#### 任务说明:
请重新写出文档摘录中从“rsp = await”到“to the subscribers.self.publish_message(rsp)”的部分，并把其中的“Reset”替换成“Clear”。

以下是environment的run代码，启动动了每个role的执行：

# environment.py Environment class的run方法：
async def run(self, k=1):
    """处理一次所有信息的运行
    Process all Role runs at once
    """
    for _ in range(k):
        futures = []
        for role in self.roles.values():
            future =role.run()
            futures.append(future)

        await asyncio.gather(*futures)
        logger.debug(f"is idle: {self.is_idle}")

# role.py Role class的run方法
# role的run方法常被override，原始的版本如下：
@role_raise_decorator
    async def run(self, with_message=None) -> Message | None:
        """Observe, and think and act based on the results of the observation"""
        # 如果有with_messag消息，处理消息
        if with_message:
            # 略...
            if not msg.cause_by:
                # 把消息的cause_by(有那个action发出的，设为预置的UserRequirement）
                msg.cause_by = UserRequirement
            self.put_message(msg)

        if not await self._observe():
            # If there is no new information, suspend and wait
            logger.debug(f"{self._setting}: no news. waiting.")
            return

        rsp = await self.react()

        # Reset the next action to be taken.
        self.rc.todo = None
# Send the response message to the Environment object to have it relay the message to the subscribers.self.publish_message(rsp)
        return rsp

Role的run()方法如上，主要有处理消息，观察环境(_observe), 反应动作(react), 发布新消息到环境(publish_message) 几个环节；
在$3章已经对Role的react，_react以及其中涉及的_think, _act进行过分析，下面主要分析一下_observe观察过程：

async def _observe(self, ignore_memory=False) -> int:
        """Prepare new messages for processing from the message buffer and other sources."""
        # Read unprocessed messages from the msg buffer.
        news = []
        if self.recovered:
            news = [self.latest_observed_msg] if self.latest_observed_msg else []
        if not news:
						# 在environment object publish_message方法被调用时，填充某个role的msg_buffer.# publish_message的被调用时机有2个，team.run_project(), role.run()

#### 数据记录:
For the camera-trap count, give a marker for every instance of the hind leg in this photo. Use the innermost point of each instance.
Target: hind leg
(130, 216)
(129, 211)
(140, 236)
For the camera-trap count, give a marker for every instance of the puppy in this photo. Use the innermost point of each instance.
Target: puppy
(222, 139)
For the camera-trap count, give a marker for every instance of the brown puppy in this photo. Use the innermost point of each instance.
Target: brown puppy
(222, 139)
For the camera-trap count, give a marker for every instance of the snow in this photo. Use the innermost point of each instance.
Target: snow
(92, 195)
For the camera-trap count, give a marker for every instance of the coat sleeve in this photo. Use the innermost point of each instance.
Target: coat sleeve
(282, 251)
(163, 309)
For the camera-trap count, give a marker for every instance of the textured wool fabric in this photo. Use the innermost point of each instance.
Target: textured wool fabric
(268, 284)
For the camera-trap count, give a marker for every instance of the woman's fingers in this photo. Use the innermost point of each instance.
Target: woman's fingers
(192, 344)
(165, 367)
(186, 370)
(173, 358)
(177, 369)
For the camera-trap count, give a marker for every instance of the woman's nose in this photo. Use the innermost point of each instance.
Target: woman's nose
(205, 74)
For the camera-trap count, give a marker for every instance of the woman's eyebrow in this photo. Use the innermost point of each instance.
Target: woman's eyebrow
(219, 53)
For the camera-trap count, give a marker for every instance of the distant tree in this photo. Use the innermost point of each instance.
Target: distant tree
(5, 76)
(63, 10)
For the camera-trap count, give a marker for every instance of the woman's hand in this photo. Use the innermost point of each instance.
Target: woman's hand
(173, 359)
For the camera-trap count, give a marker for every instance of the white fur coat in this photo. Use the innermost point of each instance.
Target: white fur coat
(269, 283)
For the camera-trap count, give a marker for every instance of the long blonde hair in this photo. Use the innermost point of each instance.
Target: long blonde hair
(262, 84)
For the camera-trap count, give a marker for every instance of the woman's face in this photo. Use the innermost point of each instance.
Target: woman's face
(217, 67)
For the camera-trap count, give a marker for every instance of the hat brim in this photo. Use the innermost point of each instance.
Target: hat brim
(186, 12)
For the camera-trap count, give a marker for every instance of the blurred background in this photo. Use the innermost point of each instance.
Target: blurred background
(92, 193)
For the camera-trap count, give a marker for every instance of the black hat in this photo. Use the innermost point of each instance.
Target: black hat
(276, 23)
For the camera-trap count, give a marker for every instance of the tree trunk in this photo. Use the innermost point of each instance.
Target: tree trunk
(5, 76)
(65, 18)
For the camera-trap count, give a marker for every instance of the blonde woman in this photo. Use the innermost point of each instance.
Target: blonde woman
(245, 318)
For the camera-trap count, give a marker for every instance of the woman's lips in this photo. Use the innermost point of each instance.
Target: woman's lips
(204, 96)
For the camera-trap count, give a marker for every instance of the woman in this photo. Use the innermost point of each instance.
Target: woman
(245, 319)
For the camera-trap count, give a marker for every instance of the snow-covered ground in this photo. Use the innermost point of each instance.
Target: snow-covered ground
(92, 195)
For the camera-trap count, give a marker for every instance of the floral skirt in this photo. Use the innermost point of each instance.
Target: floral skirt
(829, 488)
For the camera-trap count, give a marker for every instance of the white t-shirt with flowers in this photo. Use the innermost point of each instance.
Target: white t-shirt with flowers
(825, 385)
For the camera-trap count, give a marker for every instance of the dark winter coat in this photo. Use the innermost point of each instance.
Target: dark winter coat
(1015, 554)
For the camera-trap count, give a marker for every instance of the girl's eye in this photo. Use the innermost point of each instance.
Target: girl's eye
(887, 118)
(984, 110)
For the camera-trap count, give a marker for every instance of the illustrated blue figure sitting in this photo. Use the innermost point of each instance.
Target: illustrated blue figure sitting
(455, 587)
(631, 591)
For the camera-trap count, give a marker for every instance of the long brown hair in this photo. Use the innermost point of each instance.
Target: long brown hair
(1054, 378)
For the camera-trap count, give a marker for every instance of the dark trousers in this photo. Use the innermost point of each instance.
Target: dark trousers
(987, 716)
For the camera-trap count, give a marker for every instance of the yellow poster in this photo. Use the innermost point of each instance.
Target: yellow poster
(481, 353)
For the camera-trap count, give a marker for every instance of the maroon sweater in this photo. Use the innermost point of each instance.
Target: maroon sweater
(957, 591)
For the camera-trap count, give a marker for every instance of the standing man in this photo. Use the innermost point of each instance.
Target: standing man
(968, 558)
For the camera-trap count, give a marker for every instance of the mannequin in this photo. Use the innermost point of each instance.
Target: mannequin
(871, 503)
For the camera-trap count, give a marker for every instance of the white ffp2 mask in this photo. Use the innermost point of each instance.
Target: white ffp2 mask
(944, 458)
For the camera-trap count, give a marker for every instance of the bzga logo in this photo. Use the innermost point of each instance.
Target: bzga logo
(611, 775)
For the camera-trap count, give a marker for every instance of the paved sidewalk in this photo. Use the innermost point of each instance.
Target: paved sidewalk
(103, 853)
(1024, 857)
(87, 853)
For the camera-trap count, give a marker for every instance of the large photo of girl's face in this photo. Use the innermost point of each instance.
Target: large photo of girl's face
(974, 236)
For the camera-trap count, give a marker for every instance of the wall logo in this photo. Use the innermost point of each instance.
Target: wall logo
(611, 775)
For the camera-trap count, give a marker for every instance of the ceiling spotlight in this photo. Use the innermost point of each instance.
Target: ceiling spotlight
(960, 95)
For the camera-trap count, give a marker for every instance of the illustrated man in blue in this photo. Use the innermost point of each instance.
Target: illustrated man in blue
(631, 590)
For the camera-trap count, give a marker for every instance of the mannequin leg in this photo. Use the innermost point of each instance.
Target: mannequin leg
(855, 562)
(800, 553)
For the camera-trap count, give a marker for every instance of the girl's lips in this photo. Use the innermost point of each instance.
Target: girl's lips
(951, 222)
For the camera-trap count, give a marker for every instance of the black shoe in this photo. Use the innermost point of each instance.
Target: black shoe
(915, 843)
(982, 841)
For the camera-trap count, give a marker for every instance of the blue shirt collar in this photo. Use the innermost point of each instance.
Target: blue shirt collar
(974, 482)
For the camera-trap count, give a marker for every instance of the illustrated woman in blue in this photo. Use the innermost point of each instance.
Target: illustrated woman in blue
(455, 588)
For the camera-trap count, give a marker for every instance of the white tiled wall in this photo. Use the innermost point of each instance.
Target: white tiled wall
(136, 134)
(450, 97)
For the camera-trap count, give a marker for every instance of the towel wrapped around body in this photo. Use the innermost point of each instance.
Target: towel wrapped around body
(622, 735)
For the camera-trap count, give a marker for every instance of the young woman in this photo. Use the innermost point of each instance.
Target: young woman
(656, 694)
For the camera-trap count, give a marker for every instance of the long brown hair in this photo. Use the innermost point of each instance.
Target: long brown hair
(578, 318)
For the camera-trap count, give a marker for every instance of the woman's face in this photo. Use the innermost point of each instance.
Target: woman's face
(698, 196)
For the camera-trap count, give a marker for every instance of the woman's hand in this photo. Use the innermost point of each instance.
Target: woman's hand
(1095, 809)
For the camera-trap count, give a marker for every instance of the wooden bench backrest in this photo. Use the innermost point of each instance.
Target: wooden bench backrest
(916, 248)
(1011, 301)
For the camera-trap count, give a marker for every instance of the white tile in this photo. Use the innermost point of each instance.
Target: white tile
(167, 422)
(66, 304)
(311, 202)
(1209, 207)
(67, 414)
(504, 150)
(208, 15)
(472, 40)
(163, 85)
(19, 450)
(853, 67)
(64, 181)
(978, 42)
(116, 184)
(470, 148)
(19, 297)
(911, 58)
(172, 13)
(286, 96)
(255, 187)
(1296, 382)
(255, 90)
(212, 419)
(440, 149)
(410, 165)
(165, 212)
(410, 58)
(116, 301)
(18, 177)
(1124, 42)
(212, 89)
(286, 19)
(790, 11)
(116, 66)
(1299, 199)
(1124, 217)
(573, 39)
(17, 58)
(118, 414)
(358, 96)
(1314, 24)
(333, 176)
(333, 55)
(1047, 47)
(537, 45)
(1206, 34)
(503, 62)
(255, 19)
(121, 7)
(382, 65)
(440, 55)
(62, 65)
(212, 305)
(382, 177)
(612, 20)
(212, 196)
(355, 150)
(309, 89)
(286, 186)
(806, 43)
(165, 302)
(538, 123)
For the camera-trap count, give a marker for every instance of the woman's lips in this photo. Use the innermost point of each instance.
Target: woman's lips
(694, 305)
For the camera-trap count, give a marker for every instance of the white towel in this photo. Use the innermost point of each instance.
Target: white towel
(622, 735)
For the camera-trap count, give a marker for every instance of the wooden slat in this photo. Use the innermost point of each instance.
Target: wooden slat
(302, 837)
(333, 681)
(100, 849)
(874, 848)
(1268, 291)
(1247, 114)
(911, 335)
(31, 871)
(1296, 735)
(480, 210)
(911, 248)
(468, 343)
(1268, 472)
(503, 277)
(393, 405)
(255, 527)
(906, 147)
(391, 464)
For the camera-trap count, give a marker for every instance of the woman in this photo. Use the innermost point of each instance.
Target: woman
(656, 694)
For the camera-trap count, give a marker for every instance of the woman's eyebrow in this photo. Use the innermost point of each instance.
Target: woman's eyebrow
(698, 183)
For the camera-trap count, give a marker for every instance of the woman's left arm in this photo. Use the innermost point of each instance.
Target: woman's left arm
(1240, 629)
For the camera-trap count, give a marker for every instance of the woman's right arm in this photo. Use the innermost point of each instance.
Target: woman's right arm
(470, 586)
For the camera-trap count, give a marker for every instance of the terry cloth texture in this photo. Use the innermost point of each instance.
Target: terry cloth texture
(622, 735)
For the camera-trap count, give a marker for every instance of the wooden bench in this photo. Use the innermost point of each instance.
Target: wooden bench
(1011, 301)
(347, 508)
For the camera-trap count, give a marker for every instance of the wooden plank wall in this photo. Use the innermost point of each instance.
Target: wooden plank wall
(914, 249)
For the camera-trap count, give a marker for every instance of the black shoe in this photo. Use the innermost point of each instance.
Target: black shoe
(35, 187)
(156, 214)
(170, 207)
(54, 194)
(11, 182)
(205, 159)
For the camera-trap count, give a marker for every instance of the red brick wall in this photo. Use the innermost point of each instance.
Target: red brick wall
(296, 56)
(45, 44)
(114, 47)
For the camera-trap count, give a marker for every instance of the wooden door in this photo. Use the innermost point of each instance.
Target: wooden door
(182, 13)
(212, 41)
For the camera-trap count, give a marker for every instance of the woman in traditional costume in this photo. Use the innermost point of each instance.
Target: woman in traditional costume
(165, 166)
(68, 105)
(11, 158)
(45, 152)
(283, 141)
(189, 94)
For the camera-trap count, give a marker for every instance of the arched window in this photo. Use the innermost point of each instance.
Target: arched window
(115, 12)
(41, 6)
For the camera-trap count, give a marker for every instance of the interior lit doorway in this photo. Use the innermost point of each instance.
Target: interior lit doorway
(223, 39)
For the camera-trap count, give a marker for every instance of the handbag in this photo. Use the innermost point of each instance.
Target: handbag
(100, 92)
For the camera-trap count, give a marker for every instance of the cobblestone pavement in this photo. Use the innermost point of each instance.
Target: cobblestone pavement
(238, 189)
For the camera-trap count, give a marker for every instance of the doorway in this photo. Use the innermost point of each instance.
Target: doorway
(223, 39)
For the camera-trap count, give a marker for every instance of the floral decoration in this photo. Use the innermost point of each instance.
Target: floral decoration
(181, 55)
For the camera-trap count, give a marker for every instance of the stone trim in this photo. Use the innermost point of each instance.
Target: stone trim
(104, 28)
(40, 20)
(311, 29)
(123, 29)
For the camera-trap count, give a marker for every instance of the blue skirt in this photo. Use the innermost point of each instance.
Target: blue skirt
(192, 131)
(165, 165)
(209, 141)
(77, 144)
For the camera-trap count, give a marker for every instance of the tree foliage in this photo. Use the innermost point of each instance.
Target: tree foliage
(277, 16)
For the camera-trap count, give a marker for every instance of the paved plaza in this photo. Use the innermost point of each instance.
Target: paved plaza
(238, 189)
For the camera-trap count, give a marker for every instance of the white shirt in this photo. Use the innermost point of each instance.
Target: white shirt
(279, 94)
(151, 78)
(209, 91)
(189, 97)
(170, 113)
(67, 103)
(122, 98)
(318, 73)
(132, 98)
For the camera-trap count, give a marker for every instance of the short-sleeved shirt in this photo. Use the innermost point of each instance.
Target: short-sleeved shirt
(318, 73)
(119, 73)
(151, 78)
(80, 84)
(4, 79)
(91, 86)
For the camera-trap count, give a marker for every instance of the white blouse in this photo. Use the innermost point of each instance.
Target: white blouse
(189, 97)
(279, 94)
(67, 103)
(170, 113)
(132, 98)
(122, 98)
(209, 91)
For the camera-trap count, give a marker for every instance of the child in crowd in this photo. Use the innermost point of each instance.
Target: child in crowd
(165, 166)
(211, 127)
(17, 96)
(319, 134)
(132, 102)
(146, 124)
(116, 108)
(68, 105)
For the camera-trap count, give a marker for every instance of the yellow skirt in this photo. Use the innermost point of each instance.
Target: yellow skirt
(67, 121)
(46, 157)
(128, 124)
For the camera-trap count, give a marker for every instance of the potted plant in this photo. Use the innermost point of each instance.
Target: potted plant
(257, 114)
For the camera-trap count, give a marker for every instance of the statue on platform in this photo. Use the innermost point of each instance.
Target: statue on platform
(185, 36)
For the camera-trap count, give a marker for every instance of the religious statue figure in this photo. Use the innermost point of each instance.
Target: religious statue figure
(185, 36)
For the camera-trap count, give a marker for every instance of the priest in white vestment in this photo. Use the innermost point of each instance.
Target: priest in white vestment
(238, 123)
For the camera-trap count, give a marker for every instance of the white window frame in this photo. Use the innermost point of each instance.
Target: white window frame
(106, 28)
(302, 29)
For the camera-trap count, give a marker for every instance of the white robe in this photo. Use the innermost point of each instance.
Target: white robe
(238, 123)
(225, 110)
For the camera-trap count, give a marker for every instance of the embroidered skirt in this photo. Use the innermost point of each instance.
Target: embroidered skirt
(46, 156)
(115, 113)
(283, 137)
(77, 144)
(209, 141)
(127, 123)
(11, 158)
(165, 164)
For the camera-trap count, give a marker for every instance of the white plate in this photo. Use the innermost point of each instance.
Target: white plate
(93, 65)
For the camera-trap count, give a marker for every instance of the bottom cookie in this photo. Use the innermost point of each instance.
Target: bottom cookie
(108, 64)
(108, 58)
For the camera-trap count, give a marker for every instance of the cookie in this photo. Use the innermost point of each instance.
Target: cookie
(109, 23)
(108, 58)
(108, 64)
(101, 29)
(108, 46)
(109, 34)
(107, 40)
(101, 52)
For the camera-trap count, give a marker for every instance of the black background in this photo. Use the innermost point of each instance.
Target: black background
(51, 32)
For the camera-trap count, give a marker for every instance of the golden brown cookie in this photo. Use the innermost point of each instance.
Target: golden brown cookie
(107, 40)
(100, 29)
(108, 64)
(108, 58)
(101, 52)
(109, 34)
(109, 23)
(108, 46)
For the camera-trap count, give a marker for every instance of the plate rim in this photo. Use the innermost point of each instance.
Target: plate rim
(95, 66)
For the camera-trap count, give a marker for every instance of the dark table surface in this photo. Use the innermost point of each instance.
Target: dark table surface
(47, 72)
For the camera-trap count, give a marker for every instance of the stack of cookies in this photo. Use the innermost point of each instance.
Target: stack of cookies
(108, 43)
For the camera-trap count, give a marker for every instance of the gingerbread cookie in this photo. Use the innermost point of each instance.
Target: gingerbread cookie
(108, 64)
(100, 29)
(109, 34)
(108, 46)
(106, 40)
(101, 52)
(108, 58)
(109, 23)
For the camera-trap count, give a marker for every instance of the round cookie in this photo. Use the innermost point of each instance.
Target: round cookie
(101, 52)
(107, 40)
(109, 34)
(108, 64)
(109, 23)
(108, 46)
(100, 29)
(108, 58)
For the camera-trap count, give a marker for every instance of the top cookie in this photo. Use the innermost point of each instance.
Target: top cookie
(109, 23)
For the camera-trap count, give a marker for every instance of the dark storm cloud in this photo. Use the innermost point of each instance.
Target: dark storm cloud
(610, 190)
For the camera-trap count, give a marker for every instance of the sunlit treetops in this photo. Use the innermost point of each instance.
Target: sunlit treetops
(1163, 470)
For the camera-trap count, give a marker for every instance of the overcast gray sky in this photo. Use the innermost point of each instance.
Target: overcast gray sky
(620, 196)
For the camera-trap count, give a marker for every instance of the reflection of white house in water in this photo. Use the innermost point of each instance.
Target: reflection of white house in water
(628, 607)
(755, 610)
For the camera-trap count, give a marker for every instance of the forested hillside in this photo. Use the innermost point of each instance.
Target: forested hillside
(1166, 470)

#### 参考答案:
rsp = await self.react()

        # Clear the next action to be taken.
        self.rc.todo = None
# Send the response message to the Environment object to have it relay the message to the subscribers.self.publish_message(rsp)